### READING TEXT
* START *
STYLE COUNCIL.

Despite all of them being entirely wrong about everything, rightbloggers do show some variations in style; there is the manic fart-bluster of Jonah Goldberg, the quiet Renfieldian madness of Stanley Kurtz, etc. Noticing, indeed savoring these attributes is sometimes all that keeps me from abandoning the Scourge & Minister desk entirely.

Amity Shlaes' ideas are so horrible that it may distract you from her prose characteristics. She's basically an old-fashioned hack who apotheosizes or demonizes as circumstances require in a workaday manner, but without the natural energy of inspiration that animates many of her colleagues, which may be why (as I have noticed before) she sometimes falls short of relevant material and has to pad her work in unusual and amusing ways.

Shlaes' latest for National Review is an argument for putting kids in debate club -- an admirable cause. She is most secure when concatenating talking points and her style is bright and boosterish when she does ("debate’s social achievements are so great that the sport even earned the solicitude of the Boston Fed").
* END *
### STORED ROWS
* START *
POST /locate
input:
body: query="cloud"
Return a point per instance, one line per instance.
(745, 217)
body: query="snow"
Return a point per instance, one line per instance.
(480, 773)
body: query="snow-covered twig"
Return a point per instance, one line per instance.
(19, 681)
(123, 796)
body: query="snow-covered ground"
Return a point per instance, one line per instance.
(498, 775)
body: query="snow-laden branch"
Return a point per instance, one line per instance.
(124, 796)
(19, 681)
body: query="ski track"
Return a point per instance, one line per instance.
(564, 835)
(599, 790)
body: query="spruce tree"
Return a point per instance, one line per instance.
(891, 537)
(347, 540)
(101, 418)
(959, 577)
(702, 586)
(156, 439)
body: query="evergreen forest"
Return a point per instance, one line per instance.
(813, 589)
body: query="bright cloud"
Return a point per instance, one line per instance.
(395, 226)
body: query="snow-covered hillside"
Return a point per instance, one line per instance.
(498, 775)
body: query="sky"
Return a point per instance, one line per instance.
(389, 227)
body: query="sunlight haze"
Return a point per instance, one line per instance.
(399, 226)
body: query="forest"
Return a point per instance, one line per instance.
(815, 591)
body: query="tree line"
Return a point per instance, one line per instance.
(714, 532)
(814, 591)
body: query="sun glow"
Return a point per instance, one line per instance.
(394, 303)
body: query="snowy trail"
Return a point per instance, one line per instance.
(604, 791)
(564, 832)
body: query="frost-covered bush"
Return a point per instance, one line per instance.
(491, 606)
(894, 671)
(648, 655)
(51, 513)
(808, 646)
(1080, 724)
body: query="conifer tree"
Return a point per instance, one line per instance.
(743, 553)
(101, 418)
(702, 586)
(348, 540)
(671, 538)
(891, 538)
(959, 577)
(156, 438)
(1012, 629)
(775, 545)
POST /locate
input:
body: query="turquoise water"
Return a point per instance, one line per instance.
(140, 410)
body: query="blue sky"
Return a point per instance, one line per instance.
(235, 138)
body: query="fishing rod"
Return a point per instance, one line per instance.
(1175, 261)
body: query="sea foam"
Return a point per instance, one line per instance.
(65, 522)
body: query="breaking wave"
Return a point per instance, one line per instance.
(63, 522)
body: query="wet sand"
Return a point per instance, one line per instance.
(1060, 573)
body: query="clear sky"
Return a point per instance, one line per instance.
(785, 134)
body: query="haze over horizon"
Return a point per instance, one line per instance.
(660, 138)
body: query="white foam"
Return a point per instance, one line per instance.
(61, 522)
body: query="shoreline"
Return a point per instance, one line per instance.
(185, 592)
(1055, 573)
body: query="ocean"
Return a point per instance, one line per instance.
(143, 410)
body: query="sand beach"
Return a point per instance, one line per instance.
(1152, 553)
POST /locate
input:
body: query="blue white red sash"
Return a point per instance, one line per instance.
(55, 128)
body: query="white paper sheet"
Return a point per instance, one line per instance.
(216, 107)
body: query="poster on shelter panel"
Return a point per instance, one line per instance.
* END *
### STATED GOAL A
Answer these from the post on rightbloggers' prose styles:
(i) Which writer is credited with "the quiet Renfieldian madness"?
(ii) For which publication did Amity Shlaes write her latest piece?
(iii) What cause does that piece argue for?
### STATED GOAL B
Write the next few paragraphs of the post on rightbloggers' prose styles, picking up right after its final sentence.

### OUTPUT A
(i) Stanley Kurtz
(ii) National Review
(iii) Putting kids in debate club

### OUTPUT B
But then something or someone reminds her conservatism's the client, and so she cobbles an endless, ramshackle lede about why teens prefer listening to music to talking with their parents:
The trouble isn’t that children don’t know anything, though they may not. It is that the kids won’t talk. And they certainly won’t discuss. Or argue...

The psychologists have been the opposite of silent on their explanation for teen silence: rebellion. The pop-culture experts will tell you something about Marshall McLuhan and the earphones.
The pop-culture experts who arrived in a time machine from 1974, perhaps.
But there is another analysis. It is not that adolescents won’t talk. It is that they cannot. At some point habit becomes necessity and they are afraid to take the earphones out. Teens are just not accustomed to quality argument and aren’t likely to become so in the monosyllabic or one-sided classes that await them at university.
Stark terror prevents teens from removing their earphones, and from talking; that must be the reason behind the Plague of Silent Children we've all seen as the kids march soundlessly to their buses after school. Not only are they mute, they're also deaf, at least to "quality argument," which is readily available -- somewhere, I guess; maybe from the old Firing Line tapes in Shlaes' den. But who can blame them from disengaging, when all that awaits them in the World of Sounds is "monosyllabic or one-sided classes," presumably conducted by Ima Stupid Liberal at Indoctrinate U. (How come these guys never send their kids to Bible colleges, where presumably enlightened colloquy flows?) (j/k, I know why.)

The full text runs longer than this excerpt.